Seven years ago, Brian Trainor walked into an F45 Training class in New York City with no expectations and walked out with a new direction for his life. He’d recently left a career in finance and healthcare and wasn’t sure what would come next. What he did know was movement. Sports teams, training rooms, locker-room energy and the shared push and unfiltered joy that comes from doing something hard together.

That feeling had been missing in his adult life. Until that day.

“It was my first F45 class, and I was the new guy,” Trainor remembers. “But everyone was high-fiving and fist-pumping and it felt like being back on a team again. I left class wanting more.”

Six months later, he wasn’t just a member, he was preparing to open his own F45 Training franchise in Westport, Connecticut, confident that what he’d felt in that room was exactly what the community was hungry for.

Today, Trainor runs one of the region’s most successful F45 Training studios and has since expanded into FS8, FIT House of Brands’ multi-modality Pilates-strength-yoga concept, with a thriving location in Danbury. He’s already committed to opening a second FS8 location.

His story is more than a franchise success. It’s a look at what happens when the right operator finds the right ecosystem — and builds something that lasts.

The Third Spot

Brian Trainor, FIT House of Brands franchisee (credit: FIT House of Brands)
- - - -
**EXERCISES**
1. In the Brian Trainor article, where did Trainor open his first F45 Training franchise?
2. Transcribe the Brian Trainor article word for word, everything from "Today, Trainor runs" down to "second FS8 location.".
Rely only on the Brian Trainor article and nothing else.

**RECORD EXCERPTS**
- - - -
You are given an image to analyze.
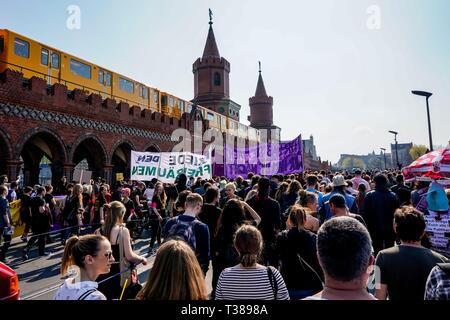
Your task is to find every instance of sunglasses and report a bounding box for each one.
[103,251,112,259]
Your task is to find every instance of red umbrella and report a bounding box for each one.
[403,147,450,179]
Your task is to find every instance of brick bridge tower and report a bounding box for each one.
[192,10,241,120]
[248,62,281,141]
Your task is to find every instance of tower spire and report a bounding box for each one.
[255,61,267,97]
[203,9,220,58]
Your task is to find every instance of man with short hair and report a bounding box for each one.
[163,193,210,276]
[329,193,367,228]
[424,263,450,301]
[363,174,399,254]
[247,178,281,266]
[375,206,450,300]
[0,185,12,262]
[305,217,375,300]
[306,174,323,209]
[319,174,359,223]
[22,186,50,259]
[219,182,237,208]
[350,169,370,192]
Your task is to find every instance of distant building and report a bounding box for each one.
[302,135,331,171]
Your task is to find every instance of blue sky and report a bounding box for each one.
[0,0,450,162]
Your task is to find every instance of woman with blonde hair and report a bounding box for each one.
[216,225,289,300]
[54,235,114,300]
[96,201,147,300]
[148,182,167,255]
[297,190,320,233]
[136,240,208,300]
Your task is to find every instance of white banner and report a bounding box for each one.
[131,151,212,183]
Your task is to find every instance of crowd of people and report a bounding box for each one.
[0,170,450,300]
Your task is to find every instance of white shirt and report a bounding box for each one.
[144,188,155,200]
[53,278,106,300]
[350,177,370,192]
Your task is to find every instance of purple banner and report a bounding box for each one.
[213,135,303,178]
- - - -
**TASK SOLUTIONS**
1. Westport, Connecticut.

2.
Today, Trainor runs one of the region’s most successful F45 Training studios and has since expanded into FS8, FIT House of Brands’ multi-modality Pilates-strength-yoga concept, with a thriving location in Danbury. He’s already committed to opening a second FS8 location.